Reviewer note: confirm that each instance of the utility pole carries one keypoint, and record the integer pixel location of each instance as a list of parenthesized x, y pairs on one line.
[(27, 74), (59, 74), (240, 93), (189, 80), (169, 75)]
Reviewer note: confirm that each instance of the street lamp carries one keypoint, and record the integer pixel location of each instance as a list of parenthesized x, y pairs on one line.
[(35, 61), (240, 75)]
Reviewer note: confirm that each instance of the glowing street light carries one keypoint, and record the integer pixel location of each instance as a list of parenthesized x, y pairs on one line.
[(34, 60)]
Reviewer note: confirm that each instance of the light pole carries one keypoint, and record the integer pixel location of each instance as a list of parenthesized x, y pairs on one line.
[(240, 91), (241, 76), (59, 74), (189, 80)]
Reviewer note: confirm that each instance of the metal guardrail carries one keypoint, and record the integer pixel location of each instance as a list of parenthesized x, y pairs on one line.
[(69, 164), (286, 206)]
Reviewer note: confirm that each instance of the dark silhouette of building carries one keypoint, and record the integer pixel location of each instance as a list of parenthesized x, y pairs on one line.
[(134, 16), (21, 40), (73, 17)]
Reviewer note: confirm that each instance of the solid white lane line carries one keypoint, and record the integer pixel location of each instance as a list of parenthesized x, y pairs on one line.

### Work instruction
Go through the entries and repeat each one exactly.

### Response below
Reviewer note: confirm that each instance of the utility pole carries one keypoint, and record the integer pixel location of each instance as a list of parenthesized x, y pairs on one line.
[(27, 74), (59, 74), (240, 93), (189, 80), (169, 75)]
Reviewer note: confirm that each instance of the street lamp carries one keypoint, and record the integer pixel location of each instance as a list of parenthesized x, y pairs on one line.
[(35, 61), (240, 75)]
Reviewer note: confirm that each instance of the glowing street light carries one keypoint, and record the integer pixel location of each instance as a list of parenthesized x, y pairs on one line.
[(34, 60)]
Reviewer note: confirm that each instance of the light pole carries one keypoint, and record the integer pixel location of each instance as a list of parenthesized x, y pairs on one line.
[(240, 91), (241, 76), (59, 74), (189, 80)]
Reviewer note: confirm that each instance of the metal guardrail carries one keypoint, and record the integer pixel location of each instance as a list of parenthesized x, y pairs on one line.
[(69, 164), (286, 206)]
Reviewer note: confirm that each instance of the dark silhouette of building carries one keypoint, and record the integer pixel location of each instance as a list of parenthesized x, y pairs on one line.
[(134, 16), (21, 40), (73, 17)]
Reviewer note: confirm that each instance of the solid white lane line carries one keypoint, and record the integer pixel location of each instance as a list of parenthesized x, y pairs on one line.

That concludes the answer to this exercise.